[Dataset excerpts on object pointing]

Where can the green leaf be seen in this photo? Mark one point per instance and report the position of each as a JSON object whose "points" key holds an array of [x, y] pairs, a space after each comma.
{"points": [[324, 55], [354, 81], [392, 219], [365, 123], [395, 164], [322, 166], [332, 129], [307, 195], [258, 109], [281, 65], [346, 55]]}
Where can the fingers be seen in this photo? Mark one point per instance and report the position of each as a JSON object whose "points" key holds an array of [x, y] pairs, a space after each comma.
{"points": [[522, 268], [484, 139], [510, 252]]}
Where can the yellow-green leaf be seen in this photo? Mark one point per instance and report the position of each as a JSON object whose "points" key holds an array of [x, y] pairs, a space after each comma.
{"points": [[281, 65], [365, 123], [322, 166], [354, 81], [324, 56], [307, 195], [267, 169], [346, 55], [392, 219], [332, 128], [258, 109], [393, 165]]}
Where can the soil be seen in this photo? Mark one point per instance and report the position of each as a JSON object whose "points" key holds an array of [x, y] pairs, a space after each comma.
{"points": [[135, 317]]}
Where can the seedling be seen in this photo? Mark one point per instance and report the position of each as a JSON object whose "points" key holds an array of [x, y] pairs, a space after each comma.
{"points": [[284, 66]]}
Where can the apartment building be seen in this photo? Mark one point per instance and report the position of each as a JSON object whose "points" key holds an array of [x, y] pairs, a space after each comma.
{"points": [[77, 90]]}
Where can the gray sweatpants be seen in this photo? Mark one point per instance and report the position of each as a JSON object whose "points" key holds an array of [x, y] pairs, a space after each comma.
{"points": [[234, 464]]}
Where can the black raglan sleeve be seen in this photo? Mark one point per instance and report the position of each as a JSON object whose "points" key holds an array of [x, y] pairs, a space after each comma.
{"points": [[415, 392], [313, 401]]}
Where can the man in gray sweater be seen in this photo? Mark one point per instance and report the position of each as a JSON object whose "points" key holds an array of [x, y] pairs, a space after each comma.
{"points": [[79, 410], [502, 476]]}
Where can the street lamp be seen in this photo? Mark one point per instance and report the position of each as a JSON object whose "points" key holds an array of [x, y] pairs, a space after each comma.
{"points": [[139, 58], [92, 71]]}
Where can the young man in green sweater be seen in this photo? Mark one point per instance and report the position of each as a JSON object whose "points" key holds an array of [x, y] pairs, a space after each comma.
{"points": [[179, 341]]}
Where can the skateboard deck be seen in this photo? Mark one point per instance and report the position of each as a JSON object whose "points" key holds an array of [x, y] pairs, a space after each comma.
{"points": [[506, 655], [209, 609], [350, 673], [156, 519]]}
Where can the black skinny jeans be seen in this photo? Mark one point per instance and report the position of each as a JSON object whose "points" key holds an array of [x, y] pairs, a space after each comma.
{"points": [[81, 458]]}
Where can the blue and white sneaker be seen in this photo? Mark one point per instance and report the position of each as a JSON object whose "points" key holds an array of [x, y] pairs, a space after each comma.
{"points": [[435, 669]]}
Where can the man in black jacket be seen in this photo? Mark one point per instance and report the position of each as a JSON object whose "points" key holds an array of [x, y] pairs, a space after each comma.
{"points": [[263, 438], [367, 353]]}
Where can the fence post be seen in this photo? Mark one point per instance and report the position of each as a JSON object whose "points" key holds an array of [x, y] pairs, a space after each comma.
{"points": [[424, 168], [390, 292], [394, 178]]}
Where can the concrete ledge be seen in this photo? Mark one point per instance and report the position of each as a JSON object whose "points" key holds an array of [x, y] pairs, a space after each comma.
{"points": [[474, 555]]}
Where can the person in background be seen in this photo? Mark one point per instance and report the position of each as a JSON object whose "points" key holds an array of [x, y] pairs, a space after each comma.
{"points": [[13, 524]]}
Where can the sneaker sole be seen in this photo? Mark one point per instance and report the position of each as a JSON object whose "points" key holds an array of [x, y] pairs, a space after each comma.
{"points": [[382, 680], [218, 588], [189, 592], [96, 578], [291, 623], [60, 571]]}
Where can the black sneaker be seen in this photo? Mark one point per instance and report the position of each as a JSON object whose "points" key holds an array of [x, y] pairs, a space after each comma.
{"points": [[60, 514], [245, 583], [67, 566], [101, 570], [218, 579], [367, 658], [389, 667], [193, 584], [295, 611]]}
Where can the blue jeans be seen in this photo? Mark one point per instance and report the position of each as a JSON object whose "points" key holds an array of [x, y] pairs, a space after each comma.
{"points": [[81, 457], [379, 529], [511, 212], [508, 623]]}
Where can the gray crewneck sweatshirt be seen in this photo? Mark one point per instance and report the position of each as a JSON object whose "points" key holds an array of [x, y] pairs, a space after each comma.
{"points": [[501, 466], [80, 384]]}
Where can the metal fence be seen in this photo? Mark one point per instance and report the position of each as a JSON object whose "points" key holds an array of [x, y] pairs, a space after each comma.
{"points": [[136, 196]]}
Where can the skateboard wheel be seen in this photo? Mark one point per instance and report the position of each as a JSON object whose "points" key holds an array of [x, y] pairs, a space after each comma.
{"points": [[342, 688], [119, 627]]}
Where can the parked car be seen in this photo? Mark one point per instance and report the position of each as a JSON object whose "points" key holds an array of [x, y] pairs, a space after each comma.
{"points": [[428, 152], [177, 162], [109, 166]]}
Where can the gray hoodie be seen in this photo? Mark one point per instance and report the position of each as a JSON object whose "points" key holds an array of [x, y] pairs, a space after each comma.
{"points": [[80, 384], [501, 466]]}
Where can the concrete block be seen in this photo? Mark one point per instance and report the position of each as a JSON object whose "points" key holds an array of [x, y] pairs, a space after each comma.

Stated problem – Return each entry from above without altering a single character.

Full solution –
Where can the green leaf be seen in this photo? Mark one point per instance and report the position of each as a JSON object whose "points" key holds an array of [x, y] pairs, a space after each comma.
{"points": [[324, 55], [354, 81], [392, 219], [365, 123], [395, 164], [322, 166], [332, 129], [307, 195], [258, 109], [281, 65], [346, 55]]}
Where can the fingers be seen in this photo? Mark one point per instance and report the position of each as a JSON object whose "points" key holds an array of [x, y] pairs, a space after each comma.
{"points": [[522, 268], [484, 139], [510, 252]]}
Where can the yellow-green leaf be seen in this photo? Mark one point per instance and report the position of each as a JSON object whose "points" key holds an array of [x, y] pairs, a space after each comma.
{"points": [[281, 65], [365, 123], [322, 166], [354, 81], [324, 56], [307, 195], [267, 169], [346, 55], [392, 219], [332, 128], [258, 109], [393, 165]]}
Where can the soil be seen in this photo? Mark one point per instance and report the position of each as a JSON object whose "points" key holds an array of [x, y] pairs, a space after each comma.
{"points": [[135, 317]]}
Where can the seedling be seen in this photo? Mark one point per instance and report the position of each as a JSON object whose "points" key holds an array of [x, y] pairs, a space after each comma.
{"points": [[284, 66]]}
Where can the apartment building be seen in this photo? Mark one point per instance and report the position of each as a JSON object whose "points" key holds an array of [x, y] pairs, a space after each comma.
{"points": [[77, 90]]}
Where can the gray sweatpants be seen in this photo? Mark one point per instance and report the position of each as a JSON object whose "points" key holds an array of [x, y] pairs, a space after each comma.
{"points": [[234, 464]]}
Where can the black raglan sleeve be seen in this photo? Mark one point per instance and report the position of each as a JSON object whose "points" key holds an array of [x, y] pairs, a space after each comma.
{"points": [[415, 392], [313, 401]]}
Where can the man in gray sweater be seen in this photo? Mark one point per instance and report the position of each as a JSON object whose "points" key holds an array of [x, y] pairs, a space after each comma.
{"points": [[79, 410], [502, 476]]}
Where can the street lamp be seen in this photo? Mark one point per instance and report the position of each as a JSON object whose "points" key holds an array of [x, y] pairs, a space after each comma.
{"points": [[139, 58], [92, 71]]}
Where can the young man in green sweater be seen in this photo? Mark one point per instance and report the position of each as a JSON object whose "points" key holds an array of [x, y] pairs, a space after each comma.
{"points": [[179, 341]]}
Where can the skateboard deck be seen in this photo? Mark one point per instance and report the position of each as a JSON object whose "points" key holds an array of [x, y] pairs, a space after each comma.
{"points": [[506, 655], [209, 609], [350, 673], [156, 519]]}
Where can the black skinny jeans be seen in this photo? Mark one point per instance and report the position of each as a JSON object whose "points" key holds an array of [x, y] pairs, a space after each comma.
{"points": [[81, 458]]}
Where can the blue and white sneaker be seen in this photo? Mark one point per instance and report the position of each as a JSON object whose "points" key holds an array of [x, y] pairs, a space after each comma.
{"points": [[435, 669]]}
Where can the man in black jacket be seen in this photo? Mark one point per instance and report the position of each as a JSON object whose "points" key holds an array of [x, y] pairs, a space after each comma.
{"points": [[263, 438], [367, 353]]}
Where can the fence post be seen in this photo? Mark one point per instance and report the position of each as a JSON object whose "points" key holds an array of [x, y] pairs, a space after each comma.
{"points": [[424, 168], [390, 292], [394, 178]]}
Where can the concrete ledge be seen in this photo? Mark one point per instance and report the position of each as a JSON object whose "points" key holds an array of [x, y] pairs, a space after each comma.
{"points": [[474, 555]]}
Where can the person in background be seen in this photo? Mark one point per instance and report the position of each as a JSON object whose "points" key holds an array of [x, y] pairs, a space after each comma.
{"points": [[13, 524]]}
Where can the sneaker sole be seen in this photo? Mark one point per instance and report the position of each as a JSON object whose "points" key holds an array of [x, y] pairs, a space after each comma.
{"points": [[382, 680], [218, 588], [189, 592], [96, 578], [291, 623], [60, 571]]}
Where can the black sneaker be seen in this photo? Mark one point per instance and report the position of each as a JSON object whose "points" key holds an array of [x, y] pairs, a space after each comma.
{"points": [[60, 514], [245, 583], [67, 566], [101, 570], [218, 579], [367, 658], [389, 667], [193, 584], [295, 611]]}
Where can the blue jeans be seen in this photo? Mark one point per instance and report the position of each as a JSON object whose "points" key holds an array of [x, y] pairs, a space after each comma.
{"points": [[81, 457], [379, 529], [511, 212], [508, 623]]}
Where can the gray crewneck sweatshirt be seen in this photo? Mark one point per instance and report the position of each as a JSON object whose "points" key holds an array of [x, y] pairs, a space after each comma.
{"points": [[501, 466], [80, 384]]}
Where can the metal fence be seen in this photo? Mark one point per instance and report the position of each as a JSON object whose "points" key holds an array of [x, y] pairs, a space after each comma.
{"points": [[136, 196]]}
Where can the skateboard wheel be seen in this photo? Mark one point per instance and report the position of each as a JSON object whose "points" key holds an array of [x, y] pairs, a space after each comma.
{"points": [[342, 688], [119, 627]]}
Where can the parked car be seen in this photo? Mark one point per instance and report the position of each as a JSON object whose "points" key holds an array of [x, y] pairs, a space after each comma.
{"points": [[428, 152], [177, 162], [109, 166]]}
Where can the gray hoodie be seen in this photo? Mark one point per instance and report the position of each as a JSON object whose "points" key holds an array of [x, y] pairs, a space after each comma.
{"points": [[80, 384], [501, 466]]}
Where can the concrete block be seen in this photo? Mark one point per instance and report the position of each as a JSON object whose "points" key holds an array of [x, y] pairs, a space after each comma.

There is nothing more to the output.